» **GOAL OF THE EXERCISE**
Can you format everything in the material from the line containing "[mask] distant tree line -> every instance" down to the line containing "43 131 L 15" as a numbered list, skipping any blank lines?

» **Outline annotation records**
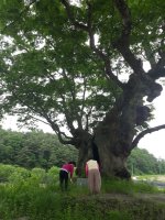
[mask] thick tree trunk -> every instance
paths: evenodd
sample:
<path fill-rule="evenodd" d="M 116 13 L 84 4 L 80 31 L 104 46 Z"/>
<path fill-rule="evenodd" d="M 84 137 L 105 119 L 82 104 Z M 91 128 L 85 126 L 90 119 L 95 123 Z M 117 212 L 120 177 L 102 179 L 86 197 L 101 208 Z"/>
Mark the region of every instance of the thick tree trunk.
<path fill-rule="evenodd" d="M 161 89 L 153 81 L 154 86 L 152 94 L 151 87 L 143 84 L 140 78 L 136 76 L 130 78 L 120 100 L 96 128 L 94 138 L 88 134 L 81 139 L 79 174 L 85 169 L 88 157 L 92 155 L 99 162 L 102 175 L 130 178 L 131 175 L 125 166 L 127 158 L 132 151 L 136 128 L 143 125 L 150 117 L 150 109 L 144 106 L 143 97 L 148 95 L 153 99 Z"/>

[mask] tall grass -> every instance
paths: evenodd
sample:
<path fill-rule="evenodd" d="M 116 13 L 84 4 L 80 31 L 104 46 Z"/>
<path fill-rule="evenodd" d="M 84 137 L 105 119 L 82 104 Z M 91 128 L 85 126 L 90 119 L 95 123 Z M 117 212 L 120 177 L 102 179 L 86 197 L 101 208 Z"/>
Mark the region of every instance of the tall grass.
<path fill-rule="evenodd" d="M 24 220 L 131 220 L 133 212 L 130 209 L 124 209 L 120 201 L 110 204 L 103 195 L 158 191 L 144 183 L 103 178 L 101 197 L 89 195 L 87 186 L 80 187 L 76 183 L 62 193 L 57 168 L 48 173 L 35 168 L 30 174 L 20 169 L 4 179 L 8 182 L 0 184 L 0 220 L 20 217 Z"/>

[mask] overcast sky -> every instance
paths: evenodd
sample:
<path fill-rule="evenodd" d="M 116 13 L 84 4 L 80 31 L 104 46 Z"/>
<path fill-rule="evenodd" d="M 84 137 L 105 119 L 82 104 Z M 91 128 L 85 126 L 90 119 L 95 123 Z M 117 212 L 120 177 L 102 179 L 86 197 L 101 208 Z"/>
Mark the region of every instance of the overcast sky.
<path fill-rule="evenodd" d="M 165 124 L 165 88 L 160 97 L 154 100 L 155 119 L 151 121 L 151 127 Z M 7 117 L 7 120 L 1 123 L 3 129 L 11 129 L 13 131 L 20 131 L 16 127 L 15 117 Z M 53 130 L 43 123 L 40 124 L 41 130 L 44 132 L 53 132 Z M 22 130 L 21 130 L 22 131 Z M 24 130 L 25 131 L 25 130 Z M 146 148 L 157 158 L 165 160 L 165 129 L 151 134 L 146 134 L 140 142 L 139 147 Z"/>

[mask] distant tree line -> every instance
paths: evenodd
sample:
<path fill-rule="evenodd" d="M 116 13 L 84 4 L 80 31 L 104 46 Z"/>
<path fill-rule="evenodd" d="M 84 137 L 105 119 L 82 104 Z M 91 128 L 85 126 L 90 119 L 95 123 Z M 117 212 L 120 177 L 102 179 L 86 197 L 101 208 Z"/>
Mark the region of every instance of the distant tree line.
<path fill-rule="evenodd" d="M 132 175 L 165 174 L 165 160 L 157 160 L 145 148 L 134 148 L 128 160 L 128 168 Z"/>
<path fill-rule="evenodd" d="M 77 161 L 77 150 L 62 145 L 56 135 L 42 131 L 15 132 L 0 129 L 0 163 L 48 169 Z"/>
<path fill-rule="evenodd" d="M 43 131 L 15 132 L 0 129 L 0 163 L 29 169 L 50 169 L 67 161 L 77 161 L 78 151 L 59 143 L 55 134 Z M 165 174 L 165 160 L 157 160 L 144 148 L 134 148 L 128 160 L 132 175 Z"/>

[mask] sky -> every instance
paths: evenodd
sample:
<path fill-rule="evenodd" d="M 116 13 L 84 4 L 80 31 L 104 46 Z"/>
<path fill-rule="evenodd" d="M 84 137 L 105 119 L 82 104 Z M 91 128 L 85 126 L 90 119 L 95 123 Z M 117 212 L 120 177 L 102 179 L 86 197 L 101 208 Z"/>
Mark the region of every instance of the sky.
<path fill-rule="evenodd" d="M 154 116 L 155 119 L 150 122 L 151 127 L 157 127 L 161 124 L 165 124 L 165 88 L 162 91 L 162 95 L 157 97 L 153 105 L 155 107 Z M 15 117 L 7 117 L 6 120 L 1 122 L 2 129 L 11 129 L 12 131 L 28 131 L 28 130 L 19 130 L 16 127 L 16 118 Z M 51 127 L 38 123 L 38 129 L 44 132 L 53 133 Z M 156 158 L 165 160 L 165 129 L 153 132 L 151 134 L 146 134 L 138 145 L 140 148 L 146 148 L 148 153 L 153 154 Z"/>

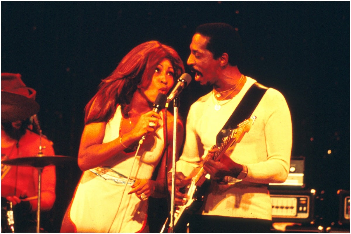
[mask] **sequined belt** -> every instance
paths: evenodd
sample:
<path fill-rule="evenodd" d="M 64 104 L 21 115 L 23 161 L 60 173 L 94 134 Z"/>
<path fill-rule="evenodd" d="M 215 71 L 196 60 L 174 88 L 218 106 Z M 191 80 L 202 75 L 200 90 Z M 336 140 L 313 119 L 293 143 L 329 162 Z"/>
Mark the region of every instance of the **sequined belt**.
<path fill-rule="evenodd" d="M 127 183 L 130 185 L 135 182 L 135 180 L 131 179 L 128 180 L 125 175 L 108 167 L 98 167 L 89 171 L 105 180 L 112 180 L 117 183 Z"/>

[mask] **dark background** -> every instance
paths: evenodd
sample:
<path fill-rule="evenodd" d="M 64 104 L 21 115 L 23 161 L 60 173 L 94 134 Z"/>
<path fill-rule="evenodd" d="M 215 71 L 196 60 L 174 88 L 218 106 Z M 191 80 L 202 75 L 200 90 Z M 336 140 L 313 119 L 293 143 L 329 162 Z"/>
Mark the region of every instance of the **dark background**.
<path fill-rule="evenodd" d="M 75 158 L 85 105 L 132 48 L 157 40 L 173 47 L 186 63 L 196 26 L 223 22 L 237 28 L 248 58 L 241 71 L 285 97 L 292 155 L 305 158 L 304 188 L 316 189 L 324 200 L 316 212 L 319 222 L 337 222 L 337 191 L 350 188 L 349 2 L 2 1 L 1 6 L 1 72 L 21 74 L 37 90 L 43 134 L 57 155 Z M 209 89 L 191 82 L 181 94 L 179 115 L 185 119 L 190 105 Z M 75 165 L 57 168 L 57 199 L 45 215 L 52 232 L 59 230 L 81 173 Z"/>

» **THE COMPLETED TASK**
1. [mask] distant tree line -> every instance
2. paths: evenodd
3. sample:
4. <path fill-rule="evenodd" d="M 116 13 L 84 4 L 80 31 L 104 46 Z"/>
5. <path fill-rule="evenodd" d="M 84 137 L 105 119 L 82 104 Z M 91 128 L 85 126 L 90 119 L 95 123 Z M 117 212 L 120 177 L 102 179 L 86 197 L 101 208 Z"/>
6. Mark the region of every instance of the distant tree line.
7. <path fill-rule="evenodd" d="M 132 175 L 165 174 L 165 160 L 157 160 L 145 148 L 134 148 L 128 160 L 128 168 Z"/>
8. <path fill-rule="evenodd" d="M 77 161 L 77 150 L 62 145 L 56 135 L 42 131 L 15 132 L 0 129 L 0 163 L 48 169 Z"/>
9. <path fill-rule="evenodd" d="M 43 131 L 15 132 L 0 129 L 0 163 L 29 169 L 50 169 L 67 161 L 77 161 L 78 151 L 59 143 L 55 134 Z M 165 174 L 165 160 L 157 160 L 144 148 L 134 148 L 128 160 L 132 175 Z"/>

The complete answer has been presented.